▶ **Problems to work on**
1: In the blog post about the Israeli physicist, how many missiles are fired in the attack scenario, and how much does each one weigh?
2: Reproduce the part of the blog post between "Changing nuclear equation" and "a nuclear attack?", inclusive.

Thursday, September 07, 2006

Israeli Physicist says Nuke first, Ask Questions Later

Changing nuclear equation - Opinion from Israel, Ynetnews

Ido Kanter:

Here's a scenario: Israel is attacked, by Syria for example, with conventional weapons of equal magnitude to tactical non-conventional weapon – for example, the firing of a thousand missiles, each weighing a ton, within a short period of time. The overall power of such assault is a kiloton (million kilos of explosives) and is of equal magnitude to a tactical nuclear bomb, which can be fired using a suitable cannon.

For the tiny Israel, with its high population density, the result of such assault in national terms could constitute a much graver disaster than what happened to Japan. This raises the question, which is theoretical but could become practical one of these days, of what is the appropriate response? A conventional attack with the power of a tactical nuclear attack, or perhaps a nuclear attack?

This question is relevant today more than it was in the past. There's no doubt the quantity of conventional arms that can be fired at all regions of the country by Hizbullah, Syria and Iran is of equal magnitude to the power of a tactical nuclear weapon. What's more, the quantity and quality of firing means will only be boosted in the near future, in light of the recent war's results.

Ahead of the public debate on the matter, we should know the following:

  • The mere discussion of the possibility of a nuclear response to a conventional attack of equal magnitude is the first means for breaking the current common conception that views nuclear arms as a "doomsday weapon" only. The mere raising of this question for public debate prepares the option of using it, and the expression of views both in favor and against it is an important tool available to decision-makers.


Blogger bunuelvis said...

love the blog, steve.

couple's-its in the Ray story.....

also in the present story: kiloton....gotta be thousand tons, no? not million kilos...I guess that's Ido Kanter's error, not yours......too bad.

Sorry about your mom. I'm glad you're through it, now. You did a great job.

▶ **Supplied information**
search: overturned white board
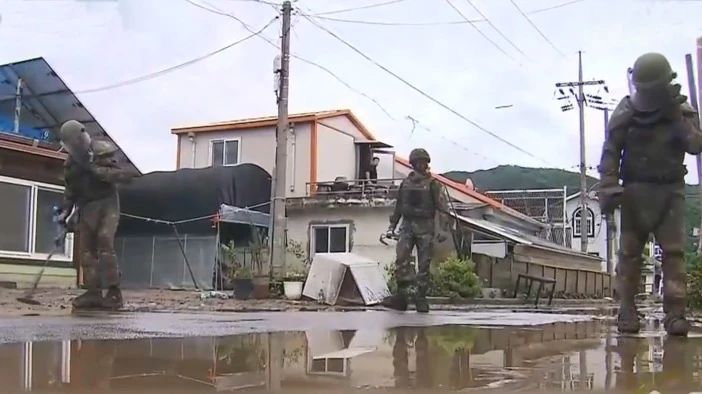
[302,253,390,305]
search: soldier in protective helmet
[383,149,449,313]
[59,121,136,309]
[599,53,702,336]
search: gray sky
[0,0,702,181]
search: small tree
[285,240,311,282]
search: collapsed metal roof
[0,57,139,171]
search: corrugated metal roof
[0,57,138,171]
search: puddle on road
[0,321,702,394]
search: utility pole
[270,1,292,275]
[556,51,605,253]
[578,51,595,253]
[603,108,617,278]
[685,49,702,254]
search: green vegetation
[444,166,700,252]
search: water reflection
[0,322,702,393]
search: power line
[446,0,516,60]
[303,14,548,164]
[0,16,278,100]
[314,0,405,16]
[308,0,588,26]
[186,0,397,121]
[509,0,565,57]
[527,0,585,14]
[314,16,485,26]
[466,0,529,59]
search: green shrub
[687,256,702,309]
[429,256,480,298]
[385,255,480,298]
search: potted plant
[283,240,310,300]
[232,265,254,300]
[283,267,307,300]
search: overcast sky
[0,0,702,181]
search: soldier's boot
[617,297,641,334]
[382,282,409,312]
[100,251,124,310]
[102,286,124,310]
[414,286,429,313]
[616,245,643,334]
[71,264,102,309]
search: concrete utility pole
[556,51,604,253]
[578,51,594,253]
[604,108,617,275]
[270,1,292,275]
[685,49,702,254]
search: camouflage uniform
[384,149,448,313]
[62,118,134,309]
[599,54,702,335]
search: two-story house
[172,110,599,294]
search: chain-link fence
[115,234,217,289]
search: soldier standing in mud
[598,53,702,336]
[59,120,136,310]
[383,149,449,313]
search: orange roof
[171,109,375,140]
[395,156,534,225]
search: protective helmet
[631,53,677,90]
[410,148,431,163]
[91,140,117,157]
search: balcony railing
[307,177,402,199]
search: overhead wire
[186,0,397,121]
[303,14,549,164]
[466,0,529,59]
[314,16,485,26]
[314,0,405,16]
[509,0,565,57]
[0,16,278,100]
[308,0,588,26]
[527,0,585,14]
[446,0,516,60]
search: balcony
[286,177,402,209]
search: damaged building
[172,110,610,295]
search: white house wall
[178,123,311,197]
[288,207,395,272]
[317,123,358,182]
[566,197,621,271]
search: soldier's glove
[663,83,687,120]
[597,181,624,215]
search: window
[212,140,239,167]
[0,177,73,261]
[573,208,595,238]
[310,224,349,253]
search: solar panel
[0,57,138,171]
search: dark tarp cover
[119,163,271,236]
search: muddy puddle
[0,321,702,394]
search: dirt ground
[0,289,628,316]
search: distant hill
[443,165,598,195]
[443,165,700,251]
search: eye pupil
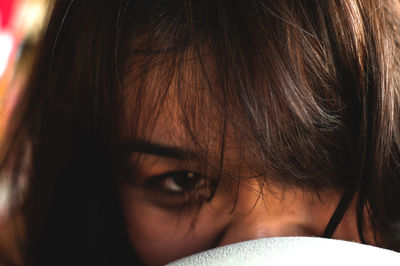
[170,171,200,191]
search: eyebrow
[124,140,199,160]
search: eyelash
[144,170,217,205]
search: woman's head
[3,0,400,263]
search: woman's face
[121,71,366,265]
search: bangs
[117,0,352,190]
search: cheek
[121,189,227,265]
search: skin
[120,68,372,265]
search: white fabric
[168,237,400,266]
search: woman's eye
[146,170,207,194]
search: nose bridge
[218,181,313,246]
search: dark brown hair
[0,0,400,265]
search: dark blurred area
[0,0,53,220]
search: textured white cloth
[168,237,400,266]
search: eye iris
[166,171,199,192]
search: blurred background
[0,0,54,224]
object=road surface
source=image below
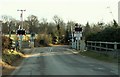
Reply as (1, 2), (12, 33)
(11, 46), (118, 75)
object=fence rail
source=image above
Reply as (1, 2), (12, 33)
(86, 41), (120, 56)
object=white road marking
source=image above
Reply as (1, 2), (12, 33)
(89, 65), (94, 66)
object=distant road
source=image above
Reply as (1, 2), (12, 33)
(12, 46), (118, 75)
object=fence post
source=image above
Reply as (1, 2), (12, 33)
(94, 41), (97, 51)
(114, 42), (117, 57)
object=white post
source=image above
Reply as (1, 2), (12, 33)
(0, 21), (2, 76)
(114, 42), (117, 50)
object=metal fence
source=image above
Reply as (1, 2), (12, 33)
(86, 41), (120, 56)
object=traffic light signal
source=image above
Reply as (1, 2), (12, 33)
(17, 29), (25, 35)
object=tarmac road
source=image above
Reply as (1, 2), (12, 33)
(11, 46), (118, 75)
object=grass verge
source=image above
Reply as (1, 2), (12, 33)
(1, 49), (24, 75)
(80, 51), (118, 63)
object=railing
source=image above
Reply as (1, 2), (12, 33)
(86, 41), (120, 56)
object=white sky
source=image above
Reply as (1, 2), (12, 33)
(0, 0), (120, 24)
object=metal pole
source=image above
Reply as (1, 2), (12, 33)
(17, 10), (26, 50)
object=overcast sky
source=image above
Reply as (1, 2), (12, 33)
(0, 0), (120, 24)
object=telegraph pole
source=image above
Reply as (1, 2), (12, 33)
(17, 10), (26, 29)
(17, 10), (26, 50)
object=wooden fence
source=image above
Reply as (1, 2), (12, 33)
(86, 41), (120, 56)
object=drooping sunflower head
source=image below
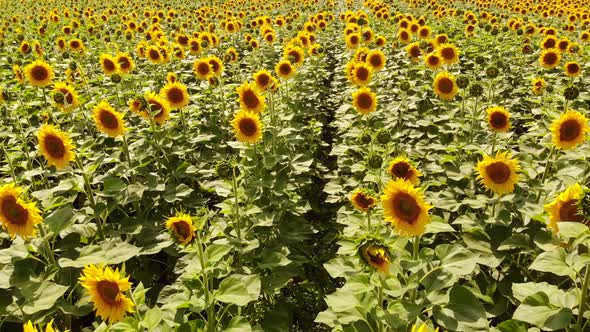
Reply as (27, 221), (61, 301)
(78, 265), (135, 323)
(477, 152), (520, 195)
(487, 106), (510, 132)
(0, 183), (43, 239)
(24, 60), (55, 87)
(92, 101), (127, 137)
(238, 82), (266, 113)
(381, 179), (432, 236)
(352, 87), (377, 114)
(231, 110), (264, 143)
(166, 213), (197, 245)
(433, 72), (459, 100)
(160, 82), (189, 109)
(387, 157), (422, 186)
(350, 189), (377, 212)
(37, 125), (75, 169)
(359, 243), (391, 274)
(544, 183), (586, 233)
(551, 110), (590, 150)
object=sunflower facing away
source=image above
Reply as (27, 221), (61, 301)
(37, 124), (75, 169)
(387, 157), (422, 186)
(231, 110), (264, 143)
(551, 110), (590, 150)
(25, 60), (55, 87)
(477, 152), (520, 195)
(381, 179), (432, 236)
(0, 183), (43, 239)
(433, 72), (459, 100)
(352, 87), (377, 114)
(238, 82), (266, 113)
(78, 265), (135, 323)
(166, 213), (197, 245)
(92, 101), (127, 137)
(487, 106), (510, 132)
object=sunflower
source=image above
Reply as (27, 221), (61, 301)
(539, 48), (561, 69)
(433, 72), (459, 100)
(160, 82), (189, 109)
(360, 244), (391, 273)
(231, 110), (264, 143)
(387, 157), (422, 186)
(544, 183), (584, 233)
(275, 59), (295, 79)
(92, 101), (127, 137)
(238, 82), (266, 113)
(0, 183), (43, 239)
(352, 87), (377, 114)
(25, 60), (54, 87)
(365, 50), (387, 72)
(477, 152), (520, 195)
(37, 125), (75, 169)
(564, 61), (582, 77)
(551, 110), (590, 150)
(351, 62), (373, 86)
(78, 265), (135, 323)
(487, 106), (510, 132)
(350, 189), (377, 212)
(193, 58), (214, 80)
(381, 179), (432, 236)
(52, 82), (80, 112)
(166, 213), (197, 245)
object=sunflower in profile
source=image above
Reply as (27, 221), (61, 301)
(365, 50), (387, 72)
(160, 82), (189, 109)
(52, 82), (80, 112)
(99, 54), (118, 75)
(231, 110), (264, 143)
(381, 179), (432, 236)
(387, 157), (422, 186)
(544, 183), (585, 233)
(275, 59), (295, 79)
(0, 183), (43, 239)
(360, 244), (391, 274)
(24, 60), (55, 87)
(477, 152), (520, 195)
(551, 110), (590, 150)
(37, 124), (75, 169)
(92, 101), (127, 137)
(539, 48), (561, 69)
(350, 189), (377, 212)
(78, 265), (135, 323)
(193, 59), (214, 80)
(487, 106), (510, 132)
(352, 87), (377, 114)
(433, 72), (459, 100)
(238, 82), (266, 113)
(166, 213), (197, 245)
(564, 61), (582, 77)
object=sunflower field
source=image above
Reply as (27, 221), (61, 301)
(0, 0), (590, 332)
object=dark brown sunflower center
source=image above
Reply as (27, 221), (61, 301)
(44, 135), (66, 159)
(96, 280), (119, 306)
(100, 110), (119, 129)
(486, 161), (511, 184)
(31, 66), (49, 81)
(392, 192), (420, 225)
(242, 90), (260, 108)
(2, 197), (29, 226)
(559, 119), (582, 142)
(438, 77), (453, 94)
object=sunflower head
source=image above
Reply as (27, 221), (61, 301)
(78, 265), (135, 323)
(477, 152), (520, 195)
(551, 110), (590, 150)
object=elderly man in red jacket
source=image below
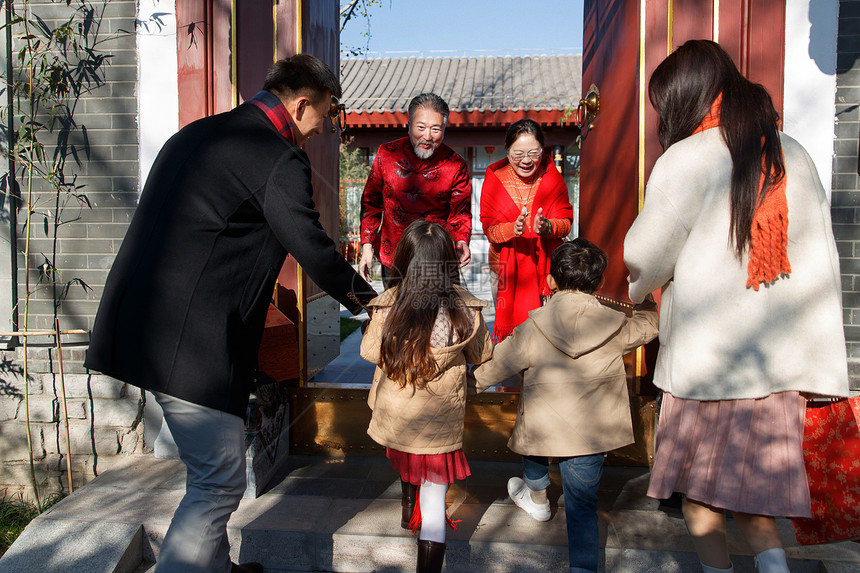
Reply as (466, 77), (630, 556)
(358, 93), (472, 283)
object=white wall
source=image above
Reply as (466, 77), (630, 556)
(137, 0), (179, 189)
(783, 0), (839, 197)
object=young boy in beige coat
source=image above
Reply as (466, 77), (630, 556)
(472, 238), (657, 573)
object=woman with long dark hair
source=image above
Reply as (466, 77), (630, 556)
(624, 40), (848, 572)
(481, 119), (573, 342)
(361, 221), (492, 573)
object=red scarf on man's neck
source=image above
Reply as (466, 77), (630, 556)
(693, 94), (791, 290)
(481, 156), (573, 342)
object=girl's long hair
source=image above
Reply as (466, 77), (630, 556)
(648, 40), (785, 260)
(382, 221), (472, 388)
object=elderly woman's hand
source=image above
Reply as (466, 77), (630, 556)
(514, 207), (529, 237)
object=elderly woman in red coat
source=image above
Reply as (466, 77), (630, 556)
(481, 119), (573, 342)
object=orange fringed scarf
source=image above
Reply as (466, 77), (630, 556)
(693, 94), (791, 290)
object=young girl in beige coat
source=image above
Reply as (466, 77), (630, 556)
(361, 221), (492, 572)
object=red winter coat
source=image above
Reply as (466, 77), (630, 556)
(361, 137), (472, 267)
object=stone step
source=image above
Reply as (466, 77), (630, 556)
(0, 456), (860, 573)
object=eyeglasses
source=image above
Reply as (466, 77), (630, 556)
(508, 149), (543, 163)
(328, 96), (346, 133)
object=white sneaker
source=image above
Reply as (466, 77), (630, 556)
(508, 477), (552, 521)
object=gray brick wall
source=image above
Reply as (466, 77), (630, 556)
(0, 0), (143, 495)
(831, 0), (860, 390)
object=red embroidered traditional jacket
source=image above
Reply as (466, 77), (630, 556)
(361, 137), (472, 267)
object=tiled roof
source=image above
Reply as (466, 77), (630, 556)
(341, 55), (582, 114)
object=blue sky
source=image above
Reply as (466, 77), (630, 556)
(341, 0), (583, 57)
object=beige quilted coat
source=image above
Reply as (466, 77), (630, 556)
(361, 287), (493, 454)
(473, 291), (657, 457)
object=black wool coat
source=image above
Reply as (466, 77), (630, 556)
(85, 104), (375, 417)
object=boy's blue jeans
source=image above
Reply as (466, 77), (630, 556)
(523, 453), (606, 573)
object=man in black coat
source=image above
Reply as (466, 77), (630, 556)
(85, 55), (375, 573)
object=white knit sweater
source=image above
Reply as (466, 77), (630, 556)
(624, 129), (848, 400)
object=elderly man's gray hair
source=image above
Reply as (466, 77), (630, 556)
(409, 93), (451, 126)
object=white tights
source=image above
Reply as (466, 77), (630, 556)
(418, 481), (448, 543)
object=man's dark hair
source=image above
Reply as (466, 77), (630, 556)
(409, 93), (451, 126)
(263, 54), (342, 103)
(549, 237), (609, 294)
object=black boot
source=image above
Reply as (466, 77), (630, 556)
(400, 480), (418, 529)
(415, 539), (445, 573)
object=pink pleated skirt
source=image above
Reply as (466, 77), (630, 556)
(648, 392), (812, 517)
(385, 448), (472, 485)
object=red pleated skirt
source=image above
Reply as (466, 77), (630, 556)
(385, 448), (472, 485)
(648, 392), (811, 517)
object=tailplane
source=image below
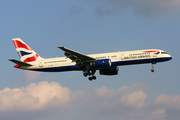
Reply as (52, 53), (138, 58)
(12, 38), (42, 63)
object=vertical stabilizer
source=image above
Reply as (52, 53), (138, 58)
(12, 38), (42, 63)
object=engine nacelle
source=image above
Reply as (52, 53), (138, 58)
(99, 67), (119, 75)
(90, 59), (111, 68)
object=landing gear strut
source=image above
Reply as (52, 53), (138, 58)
(83, 70), (96, 81)
(151, 62), (156, 72)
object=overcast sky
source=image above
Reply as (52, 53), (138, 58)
(0, 0), (180, 120)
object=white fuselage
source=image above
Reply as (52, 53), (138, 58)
(20, 49), (172, 72)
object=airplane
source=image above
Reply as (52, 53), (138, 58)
(9, 38), (172, 81)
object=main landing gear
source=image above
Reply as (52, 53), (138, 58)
(151, 62), (156, 72)
(83, 71), (96, 81)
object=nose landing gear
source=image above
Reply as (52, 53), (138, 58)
(151, 62), (156, 72)
(83, 70), (96, 81)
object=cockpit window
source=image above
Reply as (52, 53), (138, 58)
(161, 52), (167, 54)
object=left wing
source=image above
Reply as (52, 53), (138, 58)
(58, 47), (96, 65)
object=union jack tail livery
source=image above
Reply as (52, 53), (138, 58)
(12, 38), (41, 63)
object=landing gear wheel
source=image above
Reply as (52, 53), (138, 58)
(92, 76), (96, 80)
(83, 73), (87, 77)
(89, 77), (92, 81)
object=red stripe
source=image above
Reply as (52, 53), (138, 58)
(23, 54), (39, 62)
(13, 40), (32, 51)
(144, 50), (159, 53)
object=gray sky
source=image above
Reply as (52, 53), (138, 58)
(0, 0), (180, 120)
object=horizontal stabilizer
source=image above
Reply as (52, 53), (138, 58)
(9, 59), (32, 66)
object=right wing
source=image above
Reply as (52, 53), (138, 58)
(9, 59), (32, 66)
(58, 47), (96, 65)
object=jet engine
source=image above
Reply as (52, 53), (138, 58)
(90, 59), (111, 68)
(99, 67), (119, 75)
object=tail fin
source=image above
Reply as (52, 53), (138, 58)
(12, 38), (42, 63)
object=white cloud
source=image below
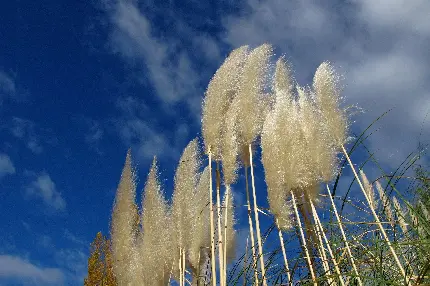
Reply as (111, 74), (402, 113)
(55, 248), (88, 283)
(118, 118), (180, 163)
(224, 0), (430, 166)
(7, 117), (43, 154)
(0, 153), (15, 178)
(0, 255), (64, 285)
(110, 1), (198, 108)
(0, 70), (16, 98)
(27, 173), (66, 210)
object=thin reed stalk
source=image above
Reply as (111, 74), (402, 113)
(290, 190), (318, 286)
(326, 185), (363, 286)
(244, 166), (260, 285)
(223, 185), (230, 285)
(216, 162), (224, 286)
(276, 219), (291, 285)
(341, 145), (406, 281)
(248, 144), (267, 286)
(208, 150), (217, 286)
(310, 201), (345, 286)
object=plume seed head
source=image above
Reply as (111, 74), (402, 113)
(172, 138), (201, 247)
(188, 166), (211, 269)
(393, 196), (408, 233)
(273, 56), (294, 100)
(221, 187), (236, 261)
(313, 62), (348, 147)
(221, 98), (239, 185)
(202, 46), (248, 160)
(111, 149), (137, 283)
(237, 44), (273, 145)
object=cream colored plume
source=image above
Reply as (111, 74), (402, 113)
(111, 150), (141, 285)
(221, 97), (239, 185)
(202, 46), (248, 160)
(233, 44), (273, 146)
(172, 139), (201, 270)
(140, 157), (172, 285)
(188, 167), (211, 269)
(272, 56), (294, 100)
(313, 62), (348, 148)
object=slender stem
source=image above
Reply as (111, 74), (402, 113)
(326, 185), (363, 286)
(208, 150), (217, 286)
(290, 190), (318, 286)
(224, 184), (230, 285)
(243, 235), (249, 286)
(248, 144), (267, 286)
(314, 219), (333, 285)
(244, 166), (260, 285)
(276, 219), (291, 285)
(310, 201), (345, 285)
(179, 248), (183, 286)
(216, 162), (224, 286)
(182, 249), (186, 286)
(341, 145), (406, 281)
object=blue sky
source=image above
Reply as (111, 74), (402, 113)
(0, 0), (430, 285)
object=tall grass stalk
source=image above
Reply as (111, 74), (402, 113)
(223, 185), (231, 285)
(208, 150), (217, 286)
(248, 144), (267, 286)
(216, 161), (224, 286)
(276, 219), (291, 285)
(290, 190), (318, 286)
(244, 166), (259, 285)
(326, 185), (363, 286)
(341, 145), (406, 281)
(310, 201), (345, 286)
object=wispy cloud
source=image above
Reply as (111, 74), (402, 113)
(224, 0), (430, 165)
(0, 153), (15, 179)
(109, 1), (199, 111)
(4, 117), (43, 154)
(0, 255), (64, 285)
(0, 70), (16, 99)
(55, 248), (88, 284)
(26, 173), (66, 210)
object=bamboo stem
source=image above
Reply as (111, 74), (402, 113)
(182, 249), (186, 286)
(291, 190), (318, 286)
(244, 166), (260, 285)
(276, 219), (291, 285)
(341, 145), (406, 281)
(243, 235), (249, 286)
(310, 201), (345, 286)
(208, 150), (217, 286)
(326, 185), (363, 286)
(223, 184), (230, 285)
(216, 162), (224, 286)
(248, 144), (267, 286)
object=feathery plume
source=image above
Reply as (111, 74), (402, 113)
(202, 46), (248, 160)
(237, 44), (273, 146)
(188, 167), (211, 270)
(111, 149), (141, 285)
(172, 139), (201, 278)
(221, 97), (239, 185)
(313, 62), (348, 148)
(272, 56), (294, 98)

▶ **Results of the tasks**
1: A thousand missiles, each weighing a ton.

2:
Changing nuclear equation - Opinion from Israel, Ynetnews

Ido Kanter:

Here's a scenario: Israel is attacked, by Syria for example, with conventional weapons of equal magnitude to tactical non-conventional weapon – for example, the firing of a thousand missiles, each weighing a ton, within a short period of time. The overall power of such assault is a kiloton (million kilos of explosives) and is of equal magnitude to a tactical nuclear bomb, which can be fired using a suitable cannon.

For the tiny Israel, with its high population density, the result of such assault in national terms could constitute a much graver disaster than what happened to Japan. This raises the question, which is theoretical but could become practical one of these days, of what is the appropriate response? A conventional attack with the power of a tactical nuclear attack, or perhaps a nuclear attack?